■ **WORK INSTRUCTIONS**
Count the lines in the data below where the string "white" occurs, please, and give the number alone.

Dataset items
------------------------------
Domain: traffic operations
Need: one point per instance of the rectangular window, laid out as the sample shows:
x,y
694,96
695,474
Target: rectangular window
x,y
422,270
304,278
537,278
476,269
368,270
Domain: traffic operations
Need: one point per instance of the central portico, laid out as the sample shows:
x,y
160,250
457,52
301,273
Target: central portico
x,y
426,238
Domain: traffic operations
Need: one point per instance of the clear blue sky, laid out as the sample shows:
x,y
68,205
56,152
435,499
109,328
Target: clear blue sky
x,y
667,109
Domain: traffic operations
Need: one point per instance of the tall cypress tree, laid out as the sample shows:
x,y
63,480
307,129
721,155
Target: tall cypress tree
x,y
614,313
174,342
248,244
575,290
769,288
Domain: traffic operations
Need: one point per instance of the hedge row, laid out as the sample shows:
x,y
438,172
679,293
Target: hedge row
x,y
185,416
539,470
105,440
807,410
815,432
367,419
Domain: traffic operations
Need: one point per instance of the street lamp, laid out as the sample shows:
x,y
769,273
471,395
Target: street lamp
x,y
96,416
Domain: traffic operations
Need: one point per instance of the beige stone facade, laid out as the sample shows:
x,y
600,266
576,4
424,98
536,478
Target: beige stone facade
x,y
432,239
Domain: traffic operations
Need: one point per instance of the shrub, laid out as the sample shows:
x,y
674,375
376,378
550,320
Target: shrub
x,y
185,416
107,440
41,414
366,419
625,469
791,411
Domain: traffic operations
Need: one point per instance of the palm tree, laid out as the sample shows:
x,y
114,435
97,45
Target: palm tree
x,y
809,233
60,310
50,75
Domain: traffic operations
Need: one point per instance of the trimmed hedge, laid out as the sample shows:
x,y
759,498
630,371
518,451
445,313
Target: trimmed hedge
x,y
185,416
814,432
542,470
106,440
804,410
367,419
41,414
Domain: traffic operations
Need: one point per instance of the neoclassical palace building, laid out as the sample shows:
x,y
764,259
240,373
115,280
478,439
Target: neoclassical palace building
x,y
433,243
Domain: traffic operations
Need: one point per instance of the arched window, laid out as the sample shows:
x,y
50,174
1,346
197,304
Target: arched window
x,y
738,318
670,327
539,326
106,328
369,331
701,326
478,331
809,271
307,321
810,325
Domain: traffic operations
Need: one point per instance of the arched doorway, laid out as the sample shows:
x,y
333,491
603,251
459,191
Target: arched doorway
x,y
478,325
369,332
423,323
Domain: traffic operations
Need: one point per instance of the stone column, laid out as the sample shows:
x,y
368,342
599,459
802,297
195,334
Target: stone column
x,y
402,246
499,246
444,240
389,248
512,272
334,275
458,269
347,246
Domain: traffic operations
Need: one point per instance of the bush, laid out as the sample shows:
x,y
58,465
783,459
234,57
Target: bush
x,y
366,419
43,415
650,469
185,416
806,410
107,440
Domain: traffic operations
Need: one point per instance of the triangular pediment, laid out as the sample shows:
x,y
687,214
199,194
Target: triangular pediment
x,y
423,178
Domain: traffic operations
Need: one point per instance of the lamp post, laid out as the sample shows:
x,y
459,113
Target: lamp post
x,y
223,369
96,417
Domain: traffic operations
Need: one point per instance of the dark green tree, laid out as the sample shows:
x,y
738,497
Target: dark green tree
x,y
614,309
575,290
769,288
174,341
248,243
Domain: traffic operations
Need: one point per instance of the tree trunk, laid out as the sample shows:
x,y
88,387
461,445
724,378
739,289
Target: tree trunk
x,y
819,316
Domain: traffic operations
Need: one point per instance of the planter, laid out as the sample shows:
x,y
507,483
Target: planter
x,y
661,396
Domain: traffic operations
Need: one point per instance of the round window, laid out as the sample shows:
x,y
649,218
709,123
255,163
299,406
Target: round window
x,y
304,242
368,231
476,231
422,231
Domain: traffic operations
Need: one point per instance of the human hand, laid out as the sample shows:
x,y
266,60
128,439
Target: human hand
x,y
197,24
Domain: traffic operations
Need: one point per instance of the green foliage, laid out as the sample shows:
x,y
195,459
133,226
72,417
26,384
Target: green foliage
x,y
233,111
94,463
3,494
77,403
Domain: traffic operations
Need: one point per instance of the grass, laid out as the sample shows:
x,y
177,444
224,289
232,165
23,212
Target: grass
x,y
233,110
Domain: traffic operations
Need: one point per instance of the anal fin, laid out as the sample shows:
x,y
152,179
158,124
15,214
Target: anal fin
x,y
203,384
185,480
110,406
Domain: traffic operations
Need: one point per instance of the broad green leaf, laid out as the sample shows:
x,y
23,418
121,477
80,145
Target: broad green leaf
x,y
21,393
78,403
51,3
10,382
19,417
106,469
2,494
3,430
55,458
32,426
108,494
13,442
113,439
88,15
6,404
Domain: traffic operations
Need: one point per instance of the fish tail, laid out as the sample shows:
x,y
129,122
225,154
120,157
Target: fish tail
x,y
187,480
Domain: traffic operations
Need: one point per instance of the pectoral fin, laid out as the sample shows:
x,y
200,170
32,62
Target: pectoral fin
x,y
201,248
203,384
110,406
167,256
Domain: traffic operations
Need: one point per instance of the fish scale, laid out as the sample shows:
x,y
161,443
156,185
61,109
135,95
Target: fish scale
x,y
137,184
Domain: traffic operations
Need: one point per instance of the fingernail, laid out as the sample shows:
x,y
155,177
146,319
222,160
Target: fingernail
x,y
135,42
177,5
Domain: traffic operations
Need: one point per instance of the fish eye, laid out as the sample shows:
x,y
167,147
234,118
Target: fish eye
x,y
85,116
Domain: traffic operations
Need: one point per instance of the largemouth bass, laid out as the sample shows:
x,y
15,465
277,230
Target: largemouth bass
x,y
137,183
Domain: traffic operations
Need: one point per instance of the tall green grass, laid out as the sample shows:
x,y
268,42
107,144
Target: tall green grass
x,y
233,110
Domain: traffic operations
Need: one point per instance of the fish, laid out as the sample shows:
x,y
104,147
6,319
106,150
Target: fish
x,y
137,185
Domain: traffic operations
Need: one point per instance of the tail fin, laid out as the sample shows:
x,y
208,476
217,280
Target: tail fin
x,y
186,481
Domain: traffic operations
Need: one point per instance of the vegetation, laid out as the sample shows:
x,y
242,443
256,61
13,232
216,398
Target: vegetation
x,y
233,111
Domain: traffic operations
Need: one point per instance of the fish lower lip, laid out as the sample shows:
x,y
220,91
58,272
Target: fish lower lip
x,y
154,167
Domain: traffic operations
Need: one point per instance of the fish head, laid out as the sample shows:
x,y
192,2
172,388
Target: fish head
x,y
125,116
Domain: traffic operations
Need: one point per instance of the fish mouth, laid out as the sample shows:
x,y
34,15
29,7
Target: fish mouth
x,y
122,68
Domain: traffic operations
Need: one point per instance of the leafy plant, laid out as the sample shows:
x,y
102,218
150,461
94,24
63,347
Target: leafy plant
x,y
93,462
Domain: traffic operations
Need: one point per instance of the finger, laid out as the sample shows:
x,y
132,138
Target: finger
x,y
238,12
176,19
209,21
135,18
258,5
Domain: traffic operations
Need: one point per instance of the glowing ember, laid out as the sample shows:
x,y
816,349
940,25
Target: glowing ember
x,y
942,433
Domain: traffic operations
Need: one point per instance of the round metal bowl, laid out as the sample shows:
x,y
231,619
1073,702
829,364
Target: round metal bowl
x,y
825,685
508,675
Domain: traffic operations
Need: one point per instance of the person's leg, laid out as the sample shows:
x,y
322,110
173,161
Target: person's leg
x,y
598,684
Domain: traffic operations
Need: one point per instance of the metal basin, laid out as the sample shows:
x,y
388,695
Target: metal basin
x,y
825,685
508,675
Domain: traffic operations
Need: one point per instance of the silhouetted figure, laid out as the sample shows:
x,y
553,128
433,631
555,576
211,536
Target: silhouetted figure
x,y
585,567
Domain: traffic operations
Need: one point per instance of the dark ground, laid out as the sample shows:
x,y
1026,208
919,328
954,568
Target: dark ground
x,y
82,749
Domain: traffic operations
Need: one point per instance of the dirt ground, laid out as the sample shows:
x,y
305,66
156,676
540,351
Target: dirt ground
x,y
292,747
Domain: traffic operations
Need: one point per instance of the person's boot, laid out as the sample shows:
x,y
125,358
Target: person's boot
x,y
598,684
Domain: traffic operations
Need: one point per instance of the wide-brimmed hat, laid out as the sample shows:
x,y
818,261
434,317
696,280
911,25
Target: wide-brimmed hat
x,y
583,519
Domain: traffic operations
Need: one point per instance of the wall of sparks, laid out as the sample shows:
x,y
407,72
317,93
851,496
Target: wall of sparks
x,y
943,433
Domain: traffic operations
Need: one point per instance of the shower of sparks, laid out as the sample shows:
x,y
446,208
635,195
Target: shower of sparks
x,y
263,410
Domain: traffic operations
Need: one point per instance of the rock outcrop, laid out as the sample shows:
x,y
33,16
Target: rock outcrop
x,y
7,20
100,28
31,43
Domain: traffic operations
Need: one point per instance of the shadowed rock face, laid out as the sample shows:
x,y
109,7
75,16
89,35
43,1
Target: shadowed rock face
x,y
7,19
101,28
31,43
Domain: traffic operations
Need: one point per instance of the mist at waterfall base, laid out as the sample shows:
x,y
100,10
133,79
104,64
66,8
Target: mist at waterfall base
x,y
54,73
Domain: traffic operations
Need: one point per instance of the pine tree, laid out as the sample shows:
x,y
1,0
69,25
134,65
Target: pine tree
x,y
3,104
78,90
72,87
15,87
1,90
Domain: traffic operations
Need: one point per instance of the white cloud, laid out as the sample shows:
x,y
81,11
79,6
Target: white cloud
------------------------------
■ **ANSWER AREA**
2